FRAGMENTO SELECCIONADO:
○ ○ ○ ○

Esa madrugada aguardando 12 horas en las butacas no solo nos dejó cansadas y somnolientas, si no también sin un centavo. Mi hija había llevado a mi nieta a orinar, en el único sitio que había, un baño turco con un hueco, y la niña, de 9 años, se orinó el pantalón. Dejé el bolso debajo de mi manta y fui a buscar un pantalón limpio en la maleta, pero en el apuro, no me percaté que estaban dándole entrada a un nuevo 'inquilino'. Cuando regresamos, mi cartera azul de tela seguía allí, pero no se me ocurrió registrarla. Al día siguiente me percataría que faltaba la billetera con los 50 francos (resultado del cambio de 50 dólares en el aeropuerto de Zürich, todo nuestro capital) y la tarjeta de 5 cuc que había comprado en el aeropuerto de La Habana para llamar a familiares y amigos. También supe que el tipo era ruso.

Me dirigí a los Securitas, me dijeron que ése no era su problema. Cuando al día siguiente empezó la ronda de análisis médicos, vacunaciones, fotos e interrogatorios, con un intérprete en español, me quejé de nuevo y por lo claro lo dije: que ese ruso era un hijo de puta. No dudo que el ruso se hubiera dado cuenta que éramos cubanas y Kuba (en alemán) y mierda eran sinónimos.

Dios aprieta, pero no ahoga, y en una mochila encontré doce monedas de 0,25 centavos de dólar que había llevado. Entre las 2 y las 4 de la tarde podías salir al pueblo. En ningún comercio nos aceptaron los 'chavitos' gringos. En eso veo un timbiriche de perros calientes, de un turco, y en inglés le digo si nos puede vender tres hot dogs por 3 usd y me dice que sí. Nos pregunta de dónde somos (yo blanconaza, mi hija mulata y mi nieta negra) y le digo de Cuba. "Ah, Kuba, Che Guevara, Fidel Castro". "Yes, yes", respondo, contenta no por haber encontrado a alguien que sabía de la existencia de un país llamado Cuba (aunque lo asociara con el Che y Castro), si no por los perros calientes que nos íbamos a comer.

El 4 de diciembre de 2003 nos trasladaron a Sonnenhof, centro atendido por Caritas en las afueras de Lucerna. Había un centenar de extranjeros y todos -a diferencia del personal suizo- lo primero que te preguntaban era tu país de procedencia. Cuando respondías Cuba, se quedaban en la luna de valencia. Un etíope me preguntó en qué parte del mundo quedaba, le dije: "Near America" (America es el nombre con el cual millones de habitantes del planeta identifcan a los Estados Unidos). Una ex yugoslava nos confesó que pensaba que Cuba estaba en África. Un iraquí desconocía que existía el Mar Caribe.

○ ○ ○ ○

EXTRACTOS DEL MATERIAL:
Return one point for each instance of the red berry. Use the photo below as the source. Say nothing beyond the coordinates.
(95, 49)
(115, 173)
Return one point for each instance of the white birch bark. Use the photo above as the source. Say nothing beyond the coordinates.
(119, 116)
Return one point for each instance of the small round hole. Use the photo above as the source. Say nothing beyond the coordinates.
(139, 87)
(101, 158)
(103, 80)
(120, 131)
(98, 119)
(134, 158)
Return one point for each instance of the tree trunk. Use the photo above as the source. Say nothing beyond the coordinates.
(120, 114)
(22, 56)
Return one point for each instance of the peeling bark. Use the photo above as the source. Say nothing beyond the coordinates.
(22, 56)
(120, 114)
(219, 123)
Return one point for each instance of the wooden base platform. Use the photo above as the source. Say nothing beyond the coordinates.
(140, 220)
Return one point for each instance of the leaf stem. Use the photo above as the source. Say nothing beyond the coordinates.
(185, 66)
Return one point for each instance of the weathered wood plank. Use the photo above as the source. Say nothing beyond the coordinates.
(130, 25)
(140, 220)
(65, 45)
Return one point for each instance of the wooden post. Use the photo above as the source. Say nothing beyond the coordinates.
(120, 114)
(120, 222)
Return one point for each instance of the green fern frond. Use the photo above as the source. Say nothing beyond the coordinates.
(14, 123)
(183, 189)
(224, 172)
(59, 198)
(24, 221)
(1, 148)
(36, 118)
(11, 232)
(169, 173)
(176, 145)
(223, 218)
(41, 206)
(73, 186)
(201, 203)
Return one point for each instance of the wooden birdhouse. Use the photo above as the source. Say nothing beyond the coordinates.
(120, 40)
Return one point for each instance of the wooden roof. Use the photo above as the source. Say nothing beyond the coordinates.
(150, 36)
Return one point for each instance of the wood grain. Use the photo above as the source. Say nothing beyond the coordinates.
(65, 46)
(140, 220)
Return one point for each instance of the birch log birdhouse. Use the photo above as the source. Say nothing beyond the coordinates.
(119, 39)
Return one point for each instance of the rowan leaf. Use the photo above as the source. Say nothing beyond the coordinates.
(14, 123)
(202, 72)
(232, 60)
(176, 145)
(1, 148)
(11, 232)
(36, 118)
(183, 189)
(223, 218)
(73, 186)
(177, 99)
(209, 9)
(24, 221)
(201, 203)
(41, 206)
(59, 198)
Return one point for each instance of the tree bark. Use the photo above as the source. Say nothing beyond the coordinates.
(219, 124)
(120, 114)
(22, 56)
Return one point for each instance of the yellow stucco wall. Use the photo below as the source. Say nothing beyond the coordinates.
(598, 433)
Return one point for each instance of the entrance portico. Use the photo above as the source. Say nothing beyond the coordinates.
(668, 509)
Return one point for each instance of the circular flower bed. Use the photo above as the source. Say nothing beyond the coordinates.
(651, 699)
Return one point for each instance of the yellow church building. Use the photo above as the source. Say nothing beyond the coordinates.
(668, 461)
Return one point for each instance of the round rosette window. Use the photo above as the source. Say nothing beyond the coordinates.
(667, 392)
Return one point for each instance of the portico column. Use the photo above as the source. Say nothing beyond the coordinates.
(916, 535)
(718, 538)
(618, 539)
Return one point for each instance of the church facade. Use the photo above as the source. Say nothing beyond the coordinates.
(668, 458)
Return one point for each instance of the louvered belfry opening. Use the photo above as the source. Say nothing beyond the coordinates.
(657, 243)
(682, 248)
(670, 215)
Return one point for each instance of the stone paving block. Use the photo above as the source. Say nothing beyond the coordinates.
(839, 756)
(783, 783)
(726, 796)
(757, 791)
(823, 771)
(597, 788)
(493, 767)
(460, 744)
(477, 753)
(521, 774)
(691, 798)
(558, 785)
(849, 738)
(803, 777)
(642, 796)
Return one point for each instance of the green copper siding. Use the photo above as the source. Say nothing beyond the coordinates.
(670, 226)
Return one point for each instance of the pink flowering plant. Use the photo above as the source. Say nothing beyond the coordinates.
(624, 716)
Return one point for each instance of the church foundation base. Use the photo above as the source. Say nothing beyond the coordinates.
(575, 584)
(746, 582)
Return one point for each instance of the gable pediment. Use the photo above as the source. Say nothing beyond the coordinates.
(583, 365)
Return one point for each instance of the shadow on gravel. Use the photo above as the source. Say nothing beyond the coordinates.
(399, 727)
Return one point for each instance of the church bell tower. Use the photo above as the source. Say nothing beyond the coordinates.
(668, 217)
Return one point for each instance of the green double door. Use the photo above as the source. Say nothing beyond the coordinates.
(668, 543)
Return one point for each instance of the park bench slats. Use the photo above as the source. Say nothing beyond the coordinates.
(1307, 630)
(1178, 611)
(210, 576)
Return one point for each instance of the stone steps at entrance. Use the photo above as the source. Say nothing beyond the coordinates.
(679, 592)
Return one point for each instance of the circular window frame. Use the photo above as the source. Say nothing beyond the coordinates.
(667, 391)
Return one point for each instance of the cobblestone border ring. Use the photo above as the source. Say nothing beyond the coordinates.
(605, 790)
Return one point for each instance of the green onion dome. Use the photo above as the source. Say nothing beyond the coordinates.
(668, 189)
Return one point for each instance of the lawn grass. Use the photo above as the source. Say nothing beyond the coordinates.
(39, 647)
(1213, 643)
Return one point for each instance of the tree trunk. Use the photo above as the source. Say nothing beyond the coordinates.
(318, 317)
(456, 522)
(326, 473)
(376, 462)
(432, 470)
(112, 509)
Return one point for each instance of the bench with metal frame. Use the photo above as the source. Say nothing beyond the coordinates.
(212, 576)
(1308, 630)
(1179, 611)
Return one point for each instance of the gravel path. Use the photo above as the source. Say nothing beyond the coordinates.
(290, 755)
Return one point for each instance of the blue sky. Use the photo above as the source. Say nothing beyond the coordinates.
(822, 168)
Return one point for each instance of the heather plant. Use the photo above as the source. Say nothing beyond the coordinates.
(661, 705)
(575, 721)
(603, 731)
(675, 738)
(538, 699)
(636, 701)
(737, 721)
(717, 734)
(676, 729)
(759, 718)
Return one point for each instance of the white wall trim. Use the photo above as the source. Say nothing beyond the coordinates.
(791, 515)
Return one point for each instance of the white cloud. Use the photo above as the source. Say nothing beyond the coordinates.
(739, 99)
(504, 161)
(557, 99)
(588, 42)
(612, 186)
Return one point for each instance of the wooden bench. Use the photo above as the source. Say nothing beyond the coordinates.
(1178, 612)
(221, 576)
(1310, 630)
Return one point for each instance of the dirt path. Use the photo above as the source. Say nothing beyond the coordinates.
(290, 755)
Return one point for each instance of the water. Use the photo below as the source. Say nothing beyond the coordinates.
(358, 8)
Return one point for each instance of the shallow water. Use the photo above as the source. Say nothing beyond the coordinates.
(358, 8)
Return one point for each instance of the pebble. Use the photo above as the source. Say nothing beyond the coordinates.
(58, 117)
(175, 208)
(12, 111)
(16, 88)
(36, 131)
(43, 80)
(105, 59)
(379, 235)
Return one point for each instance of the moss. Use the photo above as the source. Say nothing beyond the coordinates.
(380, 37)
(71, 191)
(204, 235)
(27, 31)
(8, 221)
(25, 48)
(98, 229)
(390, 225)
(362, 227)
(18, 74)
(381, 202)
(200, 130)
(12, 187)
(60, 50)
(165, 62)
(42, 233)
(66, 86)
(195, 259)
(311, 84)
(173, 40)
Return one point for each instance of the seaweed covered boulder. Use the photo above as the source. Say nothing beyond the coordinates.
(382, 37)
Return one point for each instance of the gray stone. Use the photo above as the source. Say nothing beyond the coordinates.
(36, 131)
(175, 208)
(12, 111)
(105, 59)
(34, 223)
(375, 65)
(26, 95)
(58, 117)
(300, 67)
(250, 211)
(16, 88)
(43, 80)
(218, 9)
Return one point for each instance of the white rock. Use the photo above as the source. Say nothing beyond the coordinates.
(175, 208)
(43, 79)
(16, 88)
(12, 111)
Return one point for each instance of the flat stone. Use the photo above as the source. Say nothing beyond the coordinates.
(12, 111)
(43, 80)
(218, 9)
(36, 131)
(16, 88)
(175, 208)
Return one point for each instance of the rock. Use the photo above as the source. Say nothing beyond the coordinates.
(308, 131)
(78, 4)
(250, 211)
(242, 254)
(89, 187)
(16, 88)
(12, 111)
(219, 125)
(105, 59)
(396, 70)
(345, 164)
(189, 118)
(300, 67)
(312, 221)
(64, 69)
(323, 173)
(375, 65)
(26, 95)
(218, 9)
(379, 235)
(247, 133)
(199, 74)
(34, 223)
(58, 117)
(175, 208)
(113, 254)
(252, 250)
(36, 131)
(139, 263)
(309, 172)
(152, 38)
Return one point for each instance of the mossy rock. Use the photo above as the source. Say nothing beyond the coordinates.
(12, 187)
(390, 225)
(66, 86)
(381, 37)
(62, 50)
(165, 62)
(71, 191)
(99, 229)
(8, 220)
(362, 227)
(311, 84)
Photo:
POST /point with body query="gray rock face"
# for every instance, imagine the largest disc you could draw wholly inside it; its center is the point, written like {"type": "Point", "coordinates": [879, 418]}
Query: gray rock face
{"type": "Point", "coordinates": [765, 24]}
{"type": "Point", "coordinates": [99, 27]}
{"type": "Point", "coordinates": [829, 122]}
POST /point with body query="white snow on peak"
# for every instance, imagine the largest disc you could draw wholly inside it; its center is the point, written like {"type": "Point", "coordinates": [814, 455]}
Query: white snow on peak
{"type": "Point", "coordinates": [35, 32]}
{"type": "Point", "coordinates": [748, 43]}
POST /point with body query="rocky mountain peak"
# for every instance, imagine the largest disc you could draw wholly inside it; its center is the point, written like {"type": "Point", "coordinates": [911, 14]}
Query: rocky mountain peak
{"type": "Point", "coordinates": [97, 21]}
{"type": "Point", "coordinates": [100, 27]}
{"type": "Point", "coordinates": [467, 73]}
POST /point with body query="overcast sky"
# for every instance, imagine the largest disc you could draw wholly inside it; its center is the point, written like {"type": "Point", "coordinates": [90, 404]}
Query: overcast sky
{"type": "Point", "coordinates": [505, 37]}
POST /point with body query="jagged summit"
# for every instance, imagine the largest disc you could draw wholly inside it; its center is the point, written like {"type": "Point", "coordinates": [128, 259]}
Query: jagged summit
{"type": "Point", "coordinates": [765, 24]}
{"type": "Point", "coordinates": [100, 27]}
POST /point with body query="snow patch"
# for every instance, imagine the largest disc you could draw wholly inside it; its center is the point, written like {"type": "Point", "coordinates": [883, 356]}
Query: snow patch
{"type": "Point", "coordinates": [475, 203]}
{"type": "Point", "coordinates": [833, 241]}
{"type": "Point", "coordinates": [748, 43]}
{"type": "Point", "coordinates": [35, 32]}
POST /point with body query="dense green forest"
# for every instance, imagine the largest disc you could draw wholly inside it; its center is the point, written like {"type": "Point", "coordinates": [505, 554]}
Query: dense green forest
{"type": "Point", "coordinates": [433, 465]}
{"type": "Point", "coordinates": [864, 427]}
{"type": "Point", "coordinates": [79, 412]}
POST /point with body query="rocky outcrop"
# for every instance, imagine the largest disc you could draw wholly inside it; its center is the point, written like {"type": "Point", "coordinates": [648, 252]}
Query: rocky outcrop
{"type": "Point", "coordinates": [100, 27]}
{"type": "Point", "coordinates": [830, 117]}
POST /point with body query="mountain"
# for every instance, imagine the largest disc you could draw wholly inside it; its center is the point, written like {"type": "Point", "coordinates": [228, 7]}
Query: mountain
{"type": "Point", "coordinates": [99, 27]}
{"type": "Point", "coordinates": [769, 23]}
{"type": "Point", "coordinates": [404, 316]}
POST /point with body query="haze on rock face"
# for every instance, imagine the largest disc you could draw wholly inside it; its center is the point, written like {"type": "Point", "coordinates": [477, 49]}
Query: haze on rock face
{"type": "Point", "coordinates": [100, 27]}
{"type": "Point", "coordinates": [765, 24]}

○ ○ ○ ○

INSTRUCCIONES:
Determine si cada afirmación concuerda con el fragmento seleccionado y justifique cada sí o no con la cita literal que lo decide. (a) La billetera que faltaba contenía 50 francos. (b) Los Securitas se hicieron cargo de la queja. (c) El traslado a Sonnenhof ocurrió el 4 de diciembre de 2003.

ÁREA DE RESPUESTA:
(a) Sí: «faltaba la billetera con los 50 francos».
(b) No: «me dijeron que ése no era su problema».
(c) Sí: «El 4 de diciembre de 2003 nos trasladaron a Sonnenhof».